::: RECORDS TO USE

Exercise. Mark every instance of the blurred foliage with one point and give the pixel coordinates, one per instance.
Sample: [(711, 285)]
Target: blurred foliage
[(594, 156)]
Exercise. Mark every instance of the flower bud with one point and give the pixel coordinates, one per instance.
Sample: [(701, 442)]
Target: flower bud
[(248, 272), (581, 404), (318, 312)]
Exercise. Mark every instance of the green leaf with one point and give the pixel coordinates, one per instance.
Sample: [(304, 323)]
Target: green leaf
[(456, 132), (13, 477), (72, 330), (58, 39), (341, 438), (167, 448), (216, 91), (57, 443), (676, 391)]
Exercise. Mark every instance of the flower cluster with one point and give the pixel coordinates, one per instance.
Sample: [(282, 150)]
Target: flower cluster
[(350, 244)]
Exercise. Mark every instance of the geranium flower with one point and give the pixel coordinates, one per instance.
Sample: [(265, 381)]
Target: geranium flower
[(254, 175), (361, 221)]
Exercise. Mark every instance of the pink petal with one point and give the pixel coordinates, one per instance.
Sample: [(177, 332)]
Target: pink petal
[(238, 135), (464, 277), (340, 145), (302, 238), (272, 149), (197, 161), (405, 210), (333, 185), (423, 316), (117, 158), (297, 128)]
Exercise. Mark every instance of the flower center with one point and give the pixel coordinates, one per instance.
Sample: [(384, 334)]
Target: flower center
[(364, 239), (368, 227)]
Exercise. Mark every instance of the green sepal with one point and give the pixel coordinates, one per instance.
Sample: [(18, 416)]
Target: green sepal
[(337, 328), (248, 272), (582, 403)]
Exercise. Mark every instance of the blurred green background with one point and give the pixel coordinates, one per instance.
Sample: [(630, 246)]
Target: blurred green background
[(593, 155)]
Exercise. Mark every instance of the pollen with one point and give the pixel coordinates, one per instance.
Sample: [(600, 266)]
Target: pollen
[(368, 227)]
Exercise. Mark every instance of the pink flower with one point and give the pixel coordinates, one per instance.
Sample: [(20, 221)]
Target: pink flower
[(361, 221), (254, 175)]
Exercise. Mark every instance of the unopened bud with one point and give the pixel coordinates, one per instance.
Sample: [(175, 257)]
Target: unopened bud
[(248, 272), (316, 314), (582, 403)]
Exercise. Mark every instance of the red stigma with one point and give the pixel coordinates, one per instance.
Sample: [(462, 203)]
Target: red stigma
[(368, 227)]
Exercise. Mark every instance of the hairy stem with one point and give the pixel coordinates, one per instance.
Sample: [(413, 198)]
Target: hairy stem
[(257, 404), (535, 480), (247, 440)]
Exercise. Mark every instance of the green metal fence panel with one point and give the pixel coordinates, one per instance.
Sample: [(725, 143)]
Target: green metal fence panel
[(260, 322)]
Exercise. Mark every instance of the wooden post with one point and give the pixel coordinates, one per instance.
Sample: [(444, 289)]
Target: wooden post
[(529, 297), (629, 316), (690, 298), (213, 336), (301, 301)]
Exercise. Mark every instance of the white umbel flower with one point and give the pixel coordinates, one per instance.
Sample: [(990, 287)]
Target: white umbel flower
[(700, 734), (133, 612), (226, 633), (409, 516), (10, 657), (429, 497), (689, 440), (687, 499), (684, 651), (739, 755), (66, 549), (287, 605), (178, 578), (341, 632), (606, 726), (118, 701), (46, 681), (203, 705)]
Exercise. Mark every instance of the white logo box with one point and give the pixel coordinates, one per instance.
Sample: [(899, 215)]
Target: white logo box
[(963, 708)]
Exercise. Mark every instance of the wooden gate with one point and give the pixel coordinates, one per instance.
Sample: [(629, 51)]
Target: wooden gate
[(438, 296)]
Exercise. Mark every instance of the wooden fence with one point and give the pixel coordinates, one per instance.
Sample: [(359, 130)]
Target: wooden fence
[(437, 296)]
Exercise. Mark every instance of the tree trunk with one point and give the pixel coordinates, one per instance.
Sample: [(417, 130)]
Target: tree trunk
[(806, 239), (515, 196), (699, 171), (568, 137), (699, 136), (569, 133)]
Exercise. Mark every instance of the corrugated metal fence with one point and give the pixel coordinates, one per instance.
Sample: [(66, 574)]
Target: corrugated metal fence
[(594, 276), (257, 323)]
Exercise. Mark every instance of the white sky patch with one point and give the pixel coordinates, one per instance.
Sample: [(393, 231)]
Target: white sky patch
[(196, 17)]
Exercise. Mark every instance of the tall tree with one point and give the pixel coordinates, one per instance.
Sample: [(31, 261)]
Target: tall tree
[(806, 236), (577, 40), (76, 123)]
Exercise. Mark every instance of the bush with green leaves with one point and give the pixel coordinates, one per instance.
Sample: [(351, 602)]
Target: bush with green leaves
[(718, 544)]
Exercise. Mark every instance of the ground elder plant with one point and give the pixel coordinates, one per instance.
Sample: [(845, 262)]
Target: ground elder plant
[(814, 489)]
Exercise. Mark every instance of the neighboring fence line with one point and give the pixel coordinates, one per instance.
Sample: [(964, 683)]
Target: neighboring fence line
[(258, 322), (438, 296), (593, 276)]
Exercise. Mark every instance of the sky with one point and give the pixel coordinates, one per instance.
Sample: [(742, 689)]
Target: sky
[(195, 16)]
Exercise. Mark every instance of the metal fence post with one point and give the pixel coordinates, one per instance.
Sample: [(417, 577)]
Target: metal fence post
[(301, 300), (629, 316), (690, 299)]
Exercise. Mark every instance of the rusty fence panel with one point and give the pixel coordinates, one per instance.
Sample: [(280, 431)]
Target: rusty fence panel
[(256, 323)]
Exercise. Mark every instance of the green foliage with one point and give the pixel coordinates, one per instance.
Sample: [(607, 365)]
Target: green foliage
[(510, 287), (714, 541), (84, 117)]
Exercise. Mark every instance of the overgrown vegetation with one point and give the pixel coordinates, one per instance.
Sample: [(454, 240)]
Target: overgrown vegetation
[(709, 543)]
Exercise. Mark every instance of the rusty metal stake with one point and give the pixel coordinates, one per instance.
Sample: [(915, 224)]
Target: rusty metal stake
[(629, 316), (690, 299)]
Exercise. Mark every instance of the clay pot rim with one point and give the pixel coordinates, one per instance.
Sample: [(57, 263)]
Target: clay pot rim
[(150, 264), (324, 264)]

::::::

## TASK STATEMENT
The reply should consist solely of the lines of the data, exact, from the opening line through the line with "Sample: [(177, 332)]", inclusive.

## RESPONSE BOX
Exercise. Mark every instance of the blurred foliage with one point and give the pixel coordinates, one per instance.
Sample: [(711, 285)]
Target: blurred foliage
[(594, 156)]
Exercise. Mark every instance of the flower bud with one point and give the pixel coordinates, one per instance.
Sample: [(701, 442)]
Target: flower bud
[(248, 272), (581, 404), (318, 312)]
Exercise. Mark every instance of the green leaf with one point and give the pixel coordinates, one per instance.
Sample: [(304, 323)]
Target: green leaf
[(456, 132), (13, 477), (72, 330), (58, 39), (341, 438), (167, 448), (216, 91), (57, 443), (676, 391)]
Exercise. Mark every instance of the flower cluster with one point and give the pixel coordinates, one per instance.
Sample: [(282, 150)]
Target: flower cluster
[(350, 244)]
Exercise. Mark every instance of the geranium flower with one point and give the pixel coordinates, one per instance.
Sample: [(265, 381)]
Target: geranium flower
[(254, 175), (361, 221)]
Exercise. Mark every instance of the pink petal with one point and give the pixel coordinates, one per instance.
Sample: [(177, 332)]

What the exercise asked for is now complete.